### Exercise directions
From the entries below, keep only the lines that contain the word "rocky" and copy each one in full.

### Given data
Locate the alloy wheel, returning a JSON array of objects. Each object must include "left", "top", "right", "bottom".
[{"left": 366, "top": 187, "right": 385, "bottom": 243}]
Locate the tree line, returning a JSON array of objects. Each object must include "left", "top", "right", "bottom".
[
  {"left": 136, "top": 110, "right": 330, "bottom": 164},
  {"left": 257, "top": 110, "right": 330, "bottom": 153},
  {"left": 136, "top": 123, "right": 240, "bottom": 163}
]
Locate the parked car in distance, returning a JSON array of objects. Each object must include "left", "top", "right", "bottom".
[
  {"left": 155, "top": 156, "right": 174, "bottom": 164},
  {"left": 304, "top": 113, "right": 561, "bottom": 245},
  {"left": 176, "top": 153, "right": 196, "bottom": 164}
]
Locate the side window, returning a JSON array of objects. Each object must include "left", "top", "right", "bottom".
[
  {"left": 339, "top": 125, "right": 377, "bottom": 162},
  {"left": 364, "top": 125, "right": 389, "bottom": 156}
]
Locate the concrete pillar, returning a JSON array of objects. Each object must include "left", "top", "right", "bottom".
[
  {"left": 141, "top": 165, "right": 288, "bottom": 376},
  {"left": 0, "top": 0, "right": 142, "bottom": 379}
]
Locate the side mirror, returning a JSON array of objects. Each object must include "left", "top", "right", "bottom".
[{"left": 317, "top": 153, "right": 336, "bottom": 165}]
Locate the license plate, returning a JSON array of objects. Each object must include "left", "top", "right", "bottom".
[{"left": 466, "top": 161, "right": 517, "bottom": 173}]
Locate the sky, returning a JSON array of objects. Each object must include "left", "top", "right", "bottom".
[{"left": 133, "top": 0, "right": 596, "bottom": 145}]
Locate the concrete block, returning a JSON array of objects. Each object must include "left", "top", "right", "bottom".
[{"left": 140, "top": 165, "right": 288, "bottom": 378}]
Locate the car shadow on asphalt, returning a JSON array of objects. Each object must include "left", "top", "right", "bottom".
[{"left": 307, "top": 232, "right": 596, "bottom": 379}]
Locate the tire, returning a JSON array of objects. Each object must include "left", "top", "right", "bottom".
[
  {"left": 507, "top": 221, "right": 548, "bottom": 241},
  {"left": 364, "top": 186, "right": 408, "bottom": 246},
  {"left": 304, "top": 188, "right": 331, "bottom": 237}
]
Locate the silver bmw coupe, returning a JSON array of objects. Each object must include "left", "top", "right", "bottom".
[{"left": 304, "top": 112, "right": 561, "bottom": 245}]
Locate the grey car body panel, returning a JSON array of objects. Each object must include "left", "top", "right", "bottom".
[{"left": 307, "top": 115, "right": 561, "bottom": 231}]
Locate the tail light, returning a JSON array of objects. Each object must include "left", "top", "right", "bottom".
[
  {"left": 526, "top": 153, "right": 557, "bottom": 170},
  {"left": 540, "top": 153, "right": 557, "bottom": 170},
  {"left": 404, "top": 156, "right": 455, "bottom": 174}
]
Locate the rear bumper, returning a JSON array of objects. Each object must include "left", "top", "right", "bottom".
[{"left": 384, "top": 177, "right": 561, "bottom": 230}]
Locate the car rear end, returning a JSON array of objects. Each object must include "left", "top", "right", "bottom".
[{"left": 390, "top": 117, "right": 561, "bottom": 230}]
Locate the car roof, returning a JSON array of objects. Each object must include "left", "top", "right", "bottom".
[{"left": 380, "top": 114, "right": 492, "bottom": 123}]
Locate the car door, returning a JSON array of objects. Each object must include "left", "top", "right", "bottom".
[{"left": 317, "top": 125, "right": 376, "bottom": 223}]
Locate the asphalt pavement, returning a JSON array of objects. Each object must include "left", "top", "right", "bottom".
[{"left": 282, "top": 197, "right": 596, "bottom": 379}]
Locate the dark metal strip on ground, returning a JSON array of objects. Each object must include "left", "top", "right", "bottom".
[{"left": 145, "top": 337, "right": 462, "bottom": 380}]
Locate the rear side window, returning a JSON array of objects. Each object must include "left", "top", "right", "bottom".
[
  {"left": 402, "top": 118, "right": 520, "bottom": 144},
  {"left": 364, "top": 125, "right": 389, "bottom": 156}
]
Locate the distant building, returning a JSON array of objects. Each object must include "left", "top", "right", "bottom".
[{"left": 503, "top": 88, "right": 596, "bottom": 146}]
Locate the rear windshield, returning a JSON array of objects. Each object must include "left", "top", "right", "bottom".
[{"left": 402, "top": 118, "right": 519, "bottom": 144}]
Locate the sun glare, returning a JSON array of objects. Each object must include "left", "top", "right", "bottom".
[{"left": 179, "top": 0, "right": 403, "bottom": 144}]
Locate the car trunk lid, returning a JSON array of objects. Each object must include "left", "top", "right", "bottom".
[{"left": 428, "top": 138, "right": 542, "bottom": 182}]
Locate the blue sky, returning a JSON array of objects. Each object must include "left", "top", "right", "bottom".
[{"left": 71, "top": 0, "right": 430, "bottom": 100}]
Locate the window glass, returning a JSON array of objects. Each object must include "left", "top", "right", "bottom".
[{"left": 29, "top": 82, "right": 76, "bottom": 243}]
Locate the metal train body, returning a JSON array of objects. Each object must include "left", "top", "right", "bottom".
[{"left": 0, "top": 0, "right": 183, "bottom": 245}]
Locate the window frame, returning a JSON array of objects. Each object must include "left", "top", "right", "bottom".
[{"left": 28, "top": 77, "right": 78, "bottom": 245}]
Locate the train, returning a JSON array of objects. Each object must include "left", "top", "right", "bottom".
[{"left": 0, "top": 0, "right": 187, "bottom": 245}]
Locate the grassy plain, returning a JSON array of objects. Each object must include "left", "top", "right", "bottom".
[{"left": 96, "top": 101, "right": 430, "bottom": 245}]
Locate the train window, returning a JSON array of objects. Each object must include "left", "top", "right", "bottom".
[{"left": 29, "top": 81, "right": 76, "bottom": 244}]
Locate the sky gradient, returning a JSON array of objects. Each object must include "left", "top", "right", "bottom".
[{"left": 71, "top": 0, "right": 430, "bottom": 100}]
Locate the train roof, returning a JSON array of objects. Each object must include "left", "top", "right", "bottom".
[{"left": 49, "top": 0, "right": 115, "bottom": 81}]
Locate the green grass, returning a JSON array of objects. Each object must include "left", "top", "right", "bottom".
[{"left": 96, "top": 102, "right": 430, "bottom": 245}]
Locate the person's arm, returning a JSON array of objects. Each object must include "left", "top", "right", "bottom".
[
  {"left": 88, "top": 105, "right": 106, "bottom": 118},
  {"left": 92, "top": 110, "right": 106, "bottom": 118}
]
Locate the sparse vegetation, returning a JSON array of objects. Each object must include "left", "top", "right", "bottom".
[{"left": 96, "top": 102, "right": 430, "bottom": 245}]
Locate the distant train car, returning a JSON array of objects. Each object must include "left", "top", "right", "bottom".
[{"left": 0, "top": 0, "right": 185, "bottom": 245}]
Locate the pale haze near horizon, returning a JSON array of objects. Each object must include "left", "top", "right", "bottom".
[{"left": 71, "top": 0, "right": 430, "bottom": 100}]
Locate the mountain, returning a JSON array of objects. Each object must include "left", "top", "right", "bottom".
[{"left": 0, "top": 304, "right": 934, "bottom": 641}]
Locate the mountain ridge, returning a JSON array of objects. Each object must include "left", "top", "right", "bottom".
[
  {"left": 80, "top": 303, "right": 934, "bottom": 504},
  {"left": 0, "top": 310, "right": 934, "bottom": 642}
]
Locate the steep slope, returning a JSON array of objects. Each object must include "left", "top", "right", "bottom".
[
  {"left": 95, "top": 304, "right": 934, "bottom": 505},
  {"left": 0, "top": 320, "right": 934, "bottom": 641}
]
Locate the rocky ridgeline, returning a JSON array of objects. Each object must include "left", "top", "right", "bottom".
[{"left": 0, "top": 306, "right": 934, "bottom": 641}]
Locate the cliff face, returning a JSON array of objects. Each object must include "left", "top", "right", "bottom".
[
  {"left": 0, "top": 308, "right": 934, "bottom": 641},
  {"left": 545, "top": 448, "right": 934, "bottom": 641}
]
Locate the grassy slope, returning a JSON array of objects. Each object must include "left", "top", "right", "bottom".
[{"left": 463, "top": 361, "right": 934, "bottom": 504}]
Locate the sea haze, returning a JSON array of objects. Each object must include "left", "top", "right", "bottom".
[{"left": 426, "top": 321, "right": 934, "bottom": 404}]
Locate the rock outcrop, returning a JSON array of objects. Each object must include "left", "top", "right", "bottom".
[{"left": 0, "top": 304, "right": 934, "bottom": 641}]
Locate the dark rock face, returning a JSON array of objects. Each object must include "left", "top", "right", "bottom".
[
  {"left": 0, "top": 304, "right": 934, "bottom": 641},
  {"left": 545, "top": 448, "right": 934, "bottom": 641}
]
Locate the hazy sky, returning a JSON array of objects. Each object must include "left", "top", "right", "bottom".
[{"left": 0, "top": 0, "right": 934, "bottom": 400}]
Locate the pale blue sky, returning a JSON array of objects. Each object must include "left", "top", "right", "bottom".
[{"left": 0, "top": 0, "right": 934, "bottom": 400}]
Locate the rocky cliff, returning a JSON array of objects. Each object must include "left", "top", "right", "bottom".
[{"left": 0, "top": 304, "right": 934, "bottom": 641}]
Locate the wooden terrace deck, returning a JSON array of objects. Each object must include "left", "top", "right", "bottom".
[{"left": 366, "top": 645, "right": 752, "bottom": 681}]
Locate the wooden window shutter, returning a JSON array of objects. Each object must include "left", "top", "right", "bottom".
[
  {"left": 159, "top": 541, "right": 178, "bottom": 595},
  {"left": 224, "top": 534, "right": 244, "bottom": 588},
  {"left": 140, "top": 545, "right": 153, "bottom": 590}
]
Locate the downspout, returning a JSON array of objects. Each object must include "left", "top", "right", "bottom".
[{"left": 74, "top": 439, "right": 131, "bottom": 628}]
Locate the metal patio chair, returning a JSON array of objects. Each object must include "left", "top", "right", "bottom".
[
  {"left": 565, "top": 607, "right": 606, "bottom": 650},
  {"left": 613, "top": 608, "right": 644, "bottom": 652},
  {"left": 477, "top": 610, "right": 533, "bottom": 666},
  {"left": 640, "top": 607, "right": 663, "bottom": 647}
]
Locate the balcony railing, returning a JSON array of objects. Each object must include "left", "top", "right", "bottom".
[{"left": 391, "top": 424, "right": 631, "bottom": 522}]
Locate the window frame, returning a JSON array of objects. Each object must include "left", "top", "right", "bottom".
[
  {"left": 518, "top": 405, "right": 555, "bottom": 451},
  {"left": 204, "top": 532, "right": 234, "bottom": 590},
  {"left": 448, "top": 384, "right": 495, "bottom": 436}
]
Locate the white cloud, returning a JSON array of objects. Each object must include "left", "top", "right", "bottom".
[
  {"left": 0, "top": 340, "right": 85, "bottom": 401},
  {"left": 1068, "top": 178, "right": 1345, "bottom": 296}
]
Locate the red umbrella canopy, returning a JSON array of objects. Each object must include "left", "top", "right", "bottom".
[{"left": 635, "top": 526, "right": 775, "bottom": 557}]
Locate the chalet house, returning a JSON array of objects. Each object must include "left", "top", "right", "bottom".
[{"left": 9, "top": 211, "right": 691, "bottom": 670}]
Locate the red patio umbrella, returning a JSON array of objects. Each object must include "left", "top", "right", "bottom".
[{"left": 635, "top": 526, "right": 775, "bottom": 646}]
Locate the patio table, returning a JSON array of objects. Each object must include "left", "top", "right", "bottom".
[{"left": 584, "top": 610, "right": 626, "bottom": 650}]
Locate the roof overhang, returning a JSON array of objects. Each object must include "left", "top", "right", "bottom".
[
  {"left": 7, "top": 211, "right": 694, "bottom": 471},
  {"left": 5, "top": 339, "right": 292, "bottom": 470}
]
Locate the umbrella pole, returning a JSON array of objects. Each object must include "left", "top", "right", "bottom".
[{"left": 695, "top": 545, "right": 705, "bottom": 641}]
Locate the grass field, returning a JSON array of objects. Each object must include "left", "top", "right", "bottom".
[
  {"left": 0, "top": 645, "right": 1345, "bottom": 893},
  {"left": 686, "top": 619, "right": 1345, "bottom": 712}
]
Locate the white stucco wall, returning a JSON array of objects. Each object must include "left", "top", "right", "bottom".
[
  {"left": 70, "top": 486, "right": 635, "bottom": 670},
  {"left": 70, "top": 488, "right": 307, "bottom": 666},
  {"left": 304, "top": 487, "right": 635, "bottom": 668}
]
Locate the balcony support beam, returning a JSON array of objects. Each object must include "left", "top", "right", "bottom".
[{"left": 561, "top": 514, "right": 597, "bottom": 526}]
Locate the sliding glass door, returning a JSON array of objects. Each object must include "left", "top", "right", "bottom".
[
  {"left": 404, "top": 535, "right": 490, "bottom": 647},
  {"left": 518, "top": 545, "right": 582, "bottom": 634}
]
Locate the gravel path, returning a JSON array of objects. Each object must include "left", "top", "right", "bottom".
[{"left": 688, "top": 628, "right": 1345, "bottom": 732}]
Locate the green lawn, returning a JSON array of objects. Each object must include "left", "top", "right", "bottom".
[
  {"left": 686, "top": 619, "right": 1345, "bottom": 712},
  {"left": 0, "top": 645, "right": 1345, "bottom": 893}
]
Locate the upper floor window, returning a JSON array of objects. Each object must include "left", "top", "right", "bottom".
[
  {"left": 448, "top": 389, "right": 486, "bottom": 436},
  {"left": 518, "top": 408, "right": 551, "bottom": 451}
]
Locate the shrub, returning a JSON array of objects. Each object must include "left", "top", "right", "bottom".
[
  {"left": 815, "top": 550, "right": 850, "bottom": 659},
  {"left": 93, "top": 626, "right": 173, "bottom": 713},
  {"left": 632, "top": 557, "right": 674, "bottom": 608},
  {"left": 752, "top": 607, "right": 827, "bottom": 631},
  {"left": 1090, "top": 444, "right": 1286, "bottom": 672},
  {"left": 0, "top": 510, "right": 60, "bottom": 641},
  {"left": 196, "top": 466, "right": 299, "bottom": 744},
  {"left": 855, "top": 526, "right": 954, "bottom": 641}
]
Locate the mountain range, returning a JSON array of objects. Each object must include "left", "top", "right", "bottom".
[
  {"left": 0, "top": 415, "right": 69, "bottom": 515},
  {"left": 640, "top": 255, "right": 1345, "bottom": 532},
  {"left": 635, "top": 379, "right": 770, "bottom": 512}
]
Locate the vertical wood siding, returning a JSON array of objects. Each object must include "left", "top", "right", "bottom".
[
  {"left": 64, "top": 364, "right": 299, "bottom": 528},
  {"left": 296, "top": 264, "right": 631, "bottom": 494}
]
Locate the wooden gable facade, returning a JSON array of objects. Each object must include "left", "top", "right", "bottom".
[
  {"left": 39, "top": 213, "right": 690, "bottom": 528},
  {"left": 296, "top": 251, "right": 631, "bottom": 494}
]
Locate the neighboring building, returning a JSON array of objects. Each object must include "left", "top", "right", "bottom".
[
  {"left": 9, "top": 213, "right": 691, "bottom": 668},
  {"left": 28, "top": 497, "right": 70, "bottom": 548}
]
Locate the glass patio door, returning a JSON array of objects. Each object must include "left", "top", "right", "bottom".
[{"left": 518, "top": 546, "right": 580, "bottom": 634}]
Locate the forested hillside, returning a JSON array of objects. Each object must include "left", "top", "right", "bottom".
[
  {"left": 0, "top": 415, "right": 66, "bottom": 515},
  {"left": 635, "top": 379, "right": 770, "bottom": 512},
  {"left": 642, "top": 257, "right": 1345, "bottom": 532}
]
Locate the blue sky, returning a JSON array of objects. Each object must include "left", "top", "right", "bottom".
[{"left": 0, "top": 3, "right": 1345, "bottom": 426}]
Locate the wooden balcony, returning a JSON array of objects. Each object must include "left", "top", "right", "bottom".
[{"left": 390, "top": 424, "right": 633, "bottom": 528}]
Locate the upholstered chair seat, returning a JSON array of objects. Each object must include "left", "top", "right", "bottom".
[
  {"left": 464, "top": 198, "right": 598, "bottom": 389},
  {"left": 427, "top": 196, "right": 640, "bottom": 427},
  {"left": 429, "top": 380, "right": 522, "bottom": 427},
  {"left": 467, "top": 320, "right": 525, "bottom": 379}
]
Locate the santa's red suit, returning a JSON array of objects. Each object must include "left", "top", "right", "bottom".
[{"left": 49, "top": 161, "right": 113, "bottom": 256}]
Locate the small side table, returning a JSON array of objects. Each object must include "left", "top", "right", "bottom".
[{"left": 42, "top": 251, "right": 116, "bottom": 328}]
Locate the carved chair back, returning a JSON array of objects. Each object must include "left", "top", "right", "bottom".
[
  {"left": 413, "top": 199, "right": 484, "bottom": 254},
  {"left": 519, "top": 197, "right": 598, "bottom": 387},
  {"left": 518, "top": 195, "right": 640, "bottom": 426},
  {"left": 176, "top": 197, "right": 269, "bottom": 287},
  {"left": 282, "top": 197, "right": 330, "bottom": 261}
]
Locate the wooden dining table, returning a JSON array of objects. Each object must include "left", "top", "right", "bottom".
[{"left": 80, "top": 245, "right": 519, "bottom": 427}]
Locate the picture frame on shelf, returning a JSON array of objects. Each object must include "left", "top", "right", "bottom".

### Exercise solution
Locate the rocky ridgeline, returning a JSON array of objects. Each object must include "left", "top", "right", "bottom".
Locate the rocky cliff, returning a JSON array of objects. Each object must include "left", "top", "right", "bottom".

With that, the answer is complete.